The quality of the air we breathe and the water we drink are some of the environmental factors that impact health — and often low-income communities and communities of color do not have equal access to clean air and water that wealthier zip codes enjoy.

By utilizing open data, more environmental justice can be achieved and environmental inequity can be exposed and addressed. From a policy perspective, combining environment data from multiple government agencies through tech and viewing it through the lens of public health and the environment will lead to improvements in our communities.

Available open data is already being used to build complex location-based applications.

At Fearless we utilized geospatial data and mapping to build Geo&. The real-time geospatial search engine allows users to find quick answers to complex, location-based questions and personalize, save, and share results. While it’s pretty easy to get a simple question answered using most search engines, things become more complicated when introducing multiple variables to a location-based question.

To map their specific data sets, organizations and government agencies have had to build costly, unique solutions from scratch. Geo&’s intuitive, multi-query search platform allows users to pose multiple questions at once and results on a sleek map.

The technology behind Geo& and other applications can be utilized for environmental health purposes depending on the available open data.

History of Data and the Environment at the Federal government level

The Environmental Protection Agency was formed in 1970, the same year President Nixon signed the Clear Air Act. Pollution standards were set to mitigate the risk to our public health and welfare. The level of pollution in the air we breathe trended downwards after the Act’s implementation. Cleaner air led to a healthier US population. The EPA attributes the Clean Air Act in preventing more than 200,000 premature deaths, and almost 700,000 cases of chronic bronchitis were avoided in the first 20 years of the Clean Air Act’s implementation.

Fast forward a few decades and the EPA is continuing to utilize geospatial and environmental data to make policy decisions and actions. The CERCLA Act addresses Superfund sites, contaminated sites that exist due to hazardous waste being dumped, left out in the open, or otherwise improperly managed. These sites include manufacturing facilities, processing plants, landfills and mining sites. Cleaning up these sites not only improves and protects the environment but the health of people living nearing the sites. The tracking and management of Superfund sites is possible because the EPA is able to analyze reams of data across multiple organizations and agencies.

================================

**Required tasks**
1. Translate this sentence from the passage on open data and environmental justice into Spanish: "Available open data is already being used to build complex location-based applications."
2. According to the passage on open data and environmental justice, in what year was the Environmental Protection Agency formed?

**Supplied material**
================================

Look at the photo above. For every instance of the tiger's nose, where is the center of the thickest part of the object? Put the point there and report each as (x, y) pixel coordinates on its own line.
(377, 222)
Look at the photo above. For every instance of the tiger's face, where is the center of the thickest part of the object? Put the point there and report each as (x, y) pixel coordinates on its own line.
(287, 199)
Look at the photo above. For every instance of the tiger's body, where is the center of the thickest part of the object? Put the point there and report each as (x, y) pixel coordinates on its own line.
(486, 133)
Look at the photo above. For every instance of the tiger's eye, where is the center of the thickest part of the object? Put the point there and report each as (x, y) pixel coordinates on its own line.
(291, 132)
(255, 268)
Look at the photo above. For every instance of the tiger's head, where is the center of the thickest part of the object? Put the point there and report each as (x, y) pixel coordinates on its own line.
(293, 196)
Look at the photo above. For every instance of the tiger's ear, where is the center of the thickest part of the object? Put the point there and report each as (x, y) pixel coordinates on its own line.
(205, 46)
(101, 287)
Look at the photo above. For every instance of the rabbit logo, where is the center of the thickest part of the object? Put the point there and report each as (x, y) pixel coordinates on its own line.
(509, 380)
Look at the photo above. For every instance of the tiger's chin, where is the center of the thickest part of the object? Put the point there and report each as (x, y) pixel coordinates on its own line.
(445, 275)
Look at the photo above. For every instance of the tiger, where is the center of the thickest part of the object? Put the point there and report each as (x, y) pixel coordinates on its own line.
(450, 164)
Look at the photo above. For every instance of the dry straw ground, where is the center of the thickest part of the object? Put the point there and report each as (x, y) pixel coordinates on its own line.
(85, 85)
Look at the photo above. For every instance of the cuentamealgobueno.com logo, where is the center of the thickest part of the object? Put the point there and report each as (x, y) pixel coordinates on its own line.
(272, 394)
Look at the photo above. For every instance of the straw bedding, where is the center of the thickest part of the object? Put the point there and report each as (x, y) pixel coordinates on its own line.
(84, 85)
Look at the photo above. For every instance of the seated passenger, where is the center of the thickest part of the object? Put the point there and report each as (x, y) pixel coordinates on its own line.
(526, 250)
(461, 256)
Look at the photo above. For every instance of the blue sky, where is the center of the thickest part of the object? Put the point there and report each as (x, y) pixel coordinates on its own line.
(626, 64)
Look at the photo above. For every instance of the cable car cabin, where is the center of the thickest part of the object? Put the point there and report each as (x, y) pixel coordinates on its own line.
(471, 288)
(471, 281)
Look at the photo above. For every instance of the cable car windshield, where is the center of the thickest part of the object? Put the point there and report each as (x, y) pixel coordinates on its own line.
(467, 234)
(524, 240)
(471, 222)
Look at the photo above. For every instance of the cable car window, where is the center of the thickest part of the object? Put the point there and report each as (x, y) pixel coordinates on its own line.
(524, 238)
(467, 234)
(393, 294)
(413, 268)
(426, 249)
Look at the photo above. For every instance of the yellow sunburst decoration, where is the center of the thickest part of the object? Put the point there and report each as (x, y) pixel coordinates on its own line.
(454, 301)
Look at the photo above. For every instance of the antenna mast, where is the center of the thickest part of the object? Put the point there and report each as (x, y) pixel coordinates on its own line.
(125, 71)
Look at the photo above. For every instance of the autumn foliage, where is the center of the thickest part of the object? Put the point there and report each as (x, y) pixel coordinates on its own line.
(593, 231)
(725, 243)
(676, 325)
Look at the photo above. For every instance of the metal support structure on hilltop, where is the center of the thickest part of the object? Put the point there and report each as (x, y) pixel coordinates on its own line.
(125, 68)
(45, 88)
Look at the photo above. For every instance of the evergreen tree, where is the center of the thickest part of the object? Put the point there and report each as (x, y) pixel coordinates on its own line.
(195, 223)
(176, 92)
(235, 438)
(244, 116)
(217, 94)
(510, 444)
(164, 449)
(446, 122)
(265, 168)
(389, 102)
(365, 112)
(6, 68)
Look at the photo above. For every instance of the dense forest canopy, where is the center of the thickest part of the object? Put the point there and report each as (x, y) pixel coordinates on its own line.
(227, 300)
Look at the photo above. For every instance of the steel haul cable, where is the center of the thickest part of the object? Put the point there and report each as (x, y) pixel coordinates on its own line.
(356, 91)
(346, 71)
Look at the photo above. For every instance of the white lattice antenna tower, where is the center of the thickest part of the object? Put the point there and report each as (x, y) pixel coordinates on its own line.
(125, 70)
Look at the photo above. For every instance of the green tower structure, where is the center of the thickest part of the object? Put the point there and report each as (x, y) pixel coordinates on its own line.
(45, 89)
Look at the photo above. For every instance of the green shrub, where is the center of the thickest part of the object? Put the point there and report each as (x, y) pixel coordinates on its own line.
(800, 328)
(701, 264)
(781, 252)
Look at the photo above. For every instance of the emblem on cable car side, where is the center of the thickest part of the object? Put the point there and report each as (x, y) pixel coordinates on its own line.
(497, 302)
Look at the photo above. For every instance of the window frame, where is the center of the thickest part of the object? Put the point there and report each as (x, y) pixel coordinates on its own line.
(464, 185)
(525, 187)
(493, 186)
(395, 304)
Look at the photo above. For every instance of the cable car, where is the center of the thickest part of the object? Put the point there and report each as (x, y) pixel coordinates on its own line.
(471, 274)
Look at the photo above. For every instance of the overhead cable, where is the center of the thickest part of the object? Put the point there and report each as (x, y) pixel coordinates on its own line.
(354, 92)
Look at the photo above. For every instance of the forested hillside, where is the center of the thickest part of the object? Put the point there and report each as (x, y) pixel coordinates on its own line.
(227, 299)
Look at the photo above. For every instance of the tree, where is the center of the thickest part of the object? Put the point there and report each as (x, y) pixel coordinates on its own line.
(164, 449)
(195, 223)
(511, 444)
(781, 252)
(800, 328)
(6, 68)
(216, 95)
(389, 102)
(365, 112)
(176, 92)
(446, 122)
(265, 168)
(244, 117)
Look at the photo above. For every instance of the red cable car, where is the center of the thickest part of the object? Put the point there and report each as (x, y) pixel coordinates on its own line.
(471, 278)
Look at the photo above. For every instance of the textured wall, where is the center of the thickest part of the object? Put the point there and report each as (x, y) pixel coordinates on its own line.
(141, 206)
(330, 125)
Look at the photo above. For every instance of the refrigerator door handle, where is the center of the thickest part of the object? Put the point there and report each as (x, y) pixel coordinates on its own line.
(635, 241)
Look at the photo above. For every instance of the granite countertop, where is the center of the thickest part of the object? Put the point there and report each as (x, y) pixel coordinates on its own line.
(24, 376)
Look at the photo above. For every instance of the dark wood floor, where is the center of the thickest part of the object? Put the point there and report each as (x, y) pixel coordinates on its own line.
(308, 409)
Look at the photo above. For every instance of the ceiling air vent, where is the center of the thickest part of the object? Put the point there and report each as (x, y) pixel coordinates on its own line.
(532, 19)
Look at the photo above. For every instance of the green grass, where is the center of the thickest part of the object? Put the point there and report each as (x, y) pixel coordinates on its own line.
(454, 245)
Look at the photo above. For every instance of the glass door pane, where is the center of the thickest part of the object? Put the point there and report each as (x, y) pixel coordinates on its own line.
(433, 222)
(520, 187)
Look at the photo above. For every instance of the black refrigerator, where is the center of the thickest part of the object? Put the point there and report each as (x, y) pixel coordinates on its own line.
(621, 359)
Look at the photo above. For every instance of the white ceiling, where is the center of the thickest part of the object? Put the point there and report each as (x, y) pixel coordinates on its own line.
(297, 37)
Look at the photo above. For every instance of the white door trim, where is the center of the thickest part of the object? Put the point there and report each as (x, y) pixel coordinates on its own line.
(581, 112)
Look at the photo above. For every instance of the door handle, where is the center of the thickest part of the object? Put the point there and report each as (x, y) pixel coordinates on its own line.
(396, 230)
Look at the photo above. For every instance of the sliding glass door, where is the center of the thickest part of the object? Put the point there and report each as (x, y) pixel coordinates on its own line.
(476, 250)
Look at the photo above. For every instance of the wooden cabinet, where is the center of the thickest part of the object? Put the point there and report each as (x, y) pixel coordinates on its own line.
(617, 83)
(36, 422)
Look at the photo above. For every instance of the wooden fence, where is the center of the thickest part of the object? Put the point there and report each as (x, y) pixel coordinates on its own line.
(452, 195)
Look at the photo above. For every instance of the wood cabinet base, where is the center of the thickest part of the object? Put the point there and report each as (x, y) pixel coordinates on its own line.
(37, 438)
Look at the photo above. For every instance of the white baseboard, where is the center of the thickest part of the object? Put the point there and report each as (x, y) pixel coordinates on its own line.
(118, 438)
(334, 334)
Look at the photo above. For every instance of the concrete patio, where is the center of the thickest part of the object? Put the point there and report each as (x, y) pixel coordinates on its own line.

================================

**Answer set**
1. Los datos abiertos disponibles ya se están utilizando para crear aplicaciones complejas basadas en la ubicación.

2. 1970